→ **Tasks to perform**
1/ In the article about the film Doctor Liza, restate the paragraph beginning "Doctor Lisa (Доктор Лиза) is a 2020" as a short list that keeps its main facts.
2/ Extend the article about the film Doctor Liza by writing what comes next, starting right after its final sentence.

- Film poster
- Directed by: Oksana Karas
- Written by: Aleksey Ilyushkin
- Produced by: Aleksandr Bondarev; Irina Borisova; Dzhanik Fayziev; Maria Ionova; Rafael Minasbekyan; Timur Weinstein;
- Starring: Chulpan Khamatova; Konstantin Khabenskiy; Andrzej Chyra; Andrey Burkovsky; Alexey Agranovich;
- Cinematography: Sergey Machilsky
- Production companies: Ivan; KIT Film Studio; Ministry of Culture of the Russian Federation; NTV Channel;
- Distributed by: White Nights
- Release dates: September 2020 (Kinotavr); October 22, 2020 (Russia);
- Running time: 120 minutes
- Country: Russia
- Language: Russian

= Doctor Liza (film) =

Doctor Lisa (Доктор Лиза) is a 2020 Russian biographical drama film directed by Oksana Karas, about Elizabeth Glinka, a Russian doctor, humanitarian worker and charity activist.

→ **Source data**
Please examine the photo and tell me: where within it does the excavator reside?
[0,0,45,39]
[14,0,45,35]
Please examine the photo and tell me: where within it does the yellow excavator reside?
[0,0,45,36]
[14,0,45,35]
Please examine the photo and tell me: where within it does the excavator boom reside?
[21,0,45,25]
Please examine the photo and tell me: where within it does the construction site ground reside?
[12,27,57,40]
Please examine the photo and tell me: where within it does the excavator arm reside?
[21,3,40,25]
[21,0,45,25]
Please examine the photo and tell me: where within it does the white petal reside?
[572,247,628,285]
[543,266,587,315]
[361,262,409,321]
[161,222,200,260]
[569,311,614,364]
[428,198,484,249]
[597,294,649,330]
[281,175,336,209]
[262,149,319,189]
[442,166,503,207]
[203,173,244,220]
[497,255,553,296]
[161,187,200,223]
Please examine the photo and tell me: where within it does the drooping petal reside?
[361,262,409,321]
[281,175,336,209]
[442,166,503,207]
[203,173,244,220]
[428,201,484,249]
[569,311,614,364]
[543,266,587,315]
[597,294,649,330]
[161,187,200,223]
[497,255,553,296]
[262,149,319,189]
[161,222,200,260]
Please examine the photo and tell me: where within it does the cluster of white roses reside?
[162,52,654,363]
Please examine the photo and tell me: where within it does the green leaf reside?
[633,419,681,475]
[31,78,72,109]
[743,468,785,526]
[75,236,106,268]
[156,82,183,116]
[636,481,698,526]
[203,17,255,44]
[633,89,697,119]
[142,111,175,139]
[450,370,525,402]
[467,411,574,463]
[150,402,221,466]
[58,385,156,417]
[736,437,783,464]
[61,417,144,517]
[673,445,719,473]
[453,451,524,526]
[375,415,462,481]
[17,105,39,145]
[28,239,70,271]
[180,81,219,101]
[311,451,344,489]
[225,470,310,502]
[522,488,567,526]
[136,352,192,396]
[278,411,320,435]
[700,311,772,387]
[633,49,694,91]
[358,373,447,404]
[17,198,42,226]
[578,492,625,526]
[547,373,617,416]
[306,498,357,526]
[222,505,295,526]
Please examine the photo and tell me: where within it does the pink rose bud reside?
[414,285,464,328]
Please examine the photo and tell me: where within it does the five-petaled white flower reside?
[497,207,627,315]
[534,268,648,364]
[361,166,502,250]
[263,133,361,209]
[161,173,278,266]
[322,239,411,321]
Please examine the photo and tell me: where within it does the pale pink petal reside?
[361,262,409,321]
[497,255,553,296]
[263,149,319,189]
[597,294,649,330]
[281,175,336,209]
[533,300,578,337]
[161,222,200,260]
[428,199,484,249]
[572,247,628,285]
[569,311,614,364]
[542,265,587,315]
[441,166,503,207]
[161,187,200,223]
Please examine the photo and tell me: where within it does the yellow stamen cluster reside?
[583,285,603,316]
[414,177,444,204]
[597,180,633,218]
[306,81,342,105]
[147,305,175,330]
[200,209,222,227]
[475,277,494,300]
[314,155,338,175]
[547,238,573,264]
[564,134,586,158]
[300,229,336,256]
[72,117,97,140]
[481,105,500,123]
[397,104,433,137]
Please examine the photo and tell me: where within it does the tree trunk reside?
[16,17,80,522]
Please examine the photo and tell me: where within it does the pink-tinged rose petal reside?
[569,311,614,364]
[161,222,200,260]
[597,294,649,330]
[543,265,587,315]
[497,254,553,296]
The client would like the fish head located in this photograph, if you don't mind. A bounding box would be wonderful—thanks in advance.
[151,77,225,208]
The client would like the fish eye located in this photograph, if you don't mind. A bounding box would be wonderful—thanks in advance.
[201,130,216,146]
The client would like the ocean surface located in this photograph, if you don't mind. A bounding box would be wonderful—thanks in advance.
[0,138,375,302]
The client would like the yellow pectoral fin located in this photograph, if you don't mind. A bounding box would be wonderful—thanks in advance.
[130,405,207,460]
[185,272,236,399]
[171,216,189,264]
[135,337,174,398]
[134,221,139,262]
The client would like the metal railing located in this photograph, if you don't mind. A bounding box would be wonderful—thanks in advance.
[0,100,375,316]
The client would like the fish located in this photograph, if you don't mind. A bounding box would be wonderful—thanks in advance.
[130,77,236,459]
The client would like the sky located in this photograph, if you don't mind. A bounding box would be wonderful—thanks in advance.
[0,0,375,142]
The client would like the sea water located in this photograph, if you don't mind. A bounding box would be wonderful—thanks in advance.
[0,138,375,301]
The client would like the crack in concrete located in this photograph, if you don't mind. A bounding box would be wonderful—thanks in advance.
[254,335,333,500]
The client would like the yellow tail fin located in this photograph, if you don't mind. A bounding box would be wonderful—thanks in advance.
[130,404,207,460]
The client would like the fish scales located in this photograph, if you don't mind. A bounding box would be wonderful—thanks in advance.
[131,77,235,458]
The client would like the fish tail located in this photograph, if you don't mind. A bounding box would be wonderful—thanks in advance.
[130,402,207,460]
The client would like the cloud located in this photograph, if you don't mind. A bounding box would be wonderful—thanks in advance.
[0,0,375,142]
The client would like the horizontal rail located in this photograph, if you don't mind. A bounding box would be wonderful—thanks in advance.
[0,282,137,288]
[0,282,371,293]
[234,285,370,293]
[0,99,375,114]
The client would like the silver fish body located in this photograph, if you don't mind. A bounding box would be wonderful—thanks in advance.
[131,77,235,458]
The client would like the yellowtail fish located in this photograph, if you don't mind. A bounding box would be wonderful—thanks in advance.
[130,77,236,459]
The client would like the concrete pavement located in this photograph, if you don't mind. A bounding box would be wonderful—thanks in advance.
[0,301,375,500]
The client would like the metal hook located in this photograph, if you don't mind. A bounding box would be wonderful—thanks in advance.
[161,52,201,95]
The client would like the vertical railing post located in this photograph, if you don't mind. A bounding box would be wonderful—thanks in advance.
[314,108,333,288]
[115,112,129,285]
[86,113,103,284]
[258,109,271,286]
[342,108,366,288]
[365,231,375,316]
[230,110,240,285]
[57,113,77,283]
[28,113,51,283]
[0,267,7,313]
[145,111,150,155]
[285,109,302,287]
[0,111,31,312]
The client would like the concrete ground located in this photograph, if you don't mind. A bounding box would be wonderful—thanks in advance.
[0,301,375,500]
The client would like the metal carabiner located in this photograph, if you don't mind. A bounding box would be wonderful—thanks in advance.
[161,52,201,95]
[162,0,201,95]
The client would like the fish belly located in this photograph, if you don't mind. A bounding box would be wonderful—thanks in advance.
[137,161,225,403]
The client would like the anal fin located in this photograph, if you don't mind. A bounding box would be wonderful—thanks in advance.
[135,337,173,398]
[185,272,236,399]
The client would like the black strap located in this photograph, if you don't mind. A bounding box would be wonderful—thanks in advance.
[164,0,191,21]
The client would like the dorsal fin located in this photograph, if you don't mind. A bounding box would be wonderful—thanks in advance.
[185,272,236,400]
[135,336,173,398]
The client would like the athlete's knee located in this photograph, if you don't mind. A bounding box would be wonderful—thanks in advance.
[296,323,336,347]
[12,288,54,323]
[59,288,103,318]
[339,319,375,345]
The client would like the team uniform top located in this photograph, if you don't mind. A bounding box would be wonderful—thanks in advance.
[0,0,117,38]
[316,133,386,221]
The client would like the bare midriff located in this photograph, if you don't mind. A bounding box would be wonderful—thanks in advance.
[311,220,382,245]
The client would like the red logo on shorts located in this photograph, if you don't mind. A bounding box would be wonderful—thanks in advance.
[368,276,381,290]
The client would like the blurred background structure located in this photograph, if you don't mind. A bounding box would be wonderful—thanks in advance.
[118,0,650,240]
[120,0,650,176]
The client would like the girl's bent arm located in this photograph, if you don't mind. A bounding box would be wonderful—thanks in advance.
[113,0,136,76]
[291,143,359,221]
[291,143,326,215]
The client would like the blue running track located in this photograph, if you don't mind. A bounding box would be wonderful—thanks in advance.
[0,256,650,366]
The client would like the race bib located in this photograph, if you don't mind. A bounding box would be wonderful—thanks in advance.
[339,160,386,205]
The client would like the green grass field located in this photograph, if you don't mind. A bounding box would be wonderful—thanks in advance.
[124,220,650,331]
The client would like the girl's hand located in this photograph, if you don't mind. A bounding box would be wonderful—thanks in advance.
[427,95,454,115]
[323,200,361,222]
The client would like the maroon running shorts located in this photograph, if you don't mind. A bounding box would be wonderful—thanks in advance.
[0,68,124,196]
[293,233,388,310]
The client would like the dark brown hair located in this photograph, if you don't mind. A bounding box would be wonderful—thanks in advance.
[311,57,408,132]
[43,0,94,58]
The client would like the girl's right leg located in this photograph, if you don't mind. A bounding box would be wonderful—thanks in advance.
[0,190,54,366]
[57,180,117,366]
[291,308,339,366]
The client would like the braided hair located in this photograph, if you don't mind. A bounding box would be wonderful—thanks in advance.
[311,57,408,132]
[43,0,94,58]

→ **Task answers**
1/
- Title: Doctor Lisa (Доктор Лиза)
- Type: 2020 Russian biographical drama film
- Director: Oksana Karas
- Subject: Elizabeth Glinka, a Russian doctor, humanitarian worker and charity activist

2/
== Plot ==
The plot is of one day in the life of Elizabeth Glinka who is the head of Fair Care Foundation in Moscow in 2012. As the day starts, Elizabeth and her husband Gleb Glebovich Glinka are going to celebrate their 30th wedding anniversary. Elizabeth is waiting for her three sons and close friends to arrive.

Before the party, the last thing she needs to do is drop by Moscow Paveletsky Railway Station to check on weekly patients at the Fair Care fund and to send humanitarian supplies to people in need.

At the clinic, a man calls Doctor Lisa. In a hospital in the Moscow suburbs his five-year-old girl, Eva, who is dying. The doctor on duty has to discharge Eva. Due to medical formalities the child, who has cancer, is left without painkillers. Doctor Lisa agrees to help.

This request results in Doctor Lisa breaking the law for this girl.

== Production ==
Filming began in Moscow in April 2019.

Elizaveta Glinka's widower Gleb Glinka, who acted as a consultant to the filmmakers, starred in the role as a man at the station.

The premiere took place on September 13, 2020 at the Kinotavr 2020 festival.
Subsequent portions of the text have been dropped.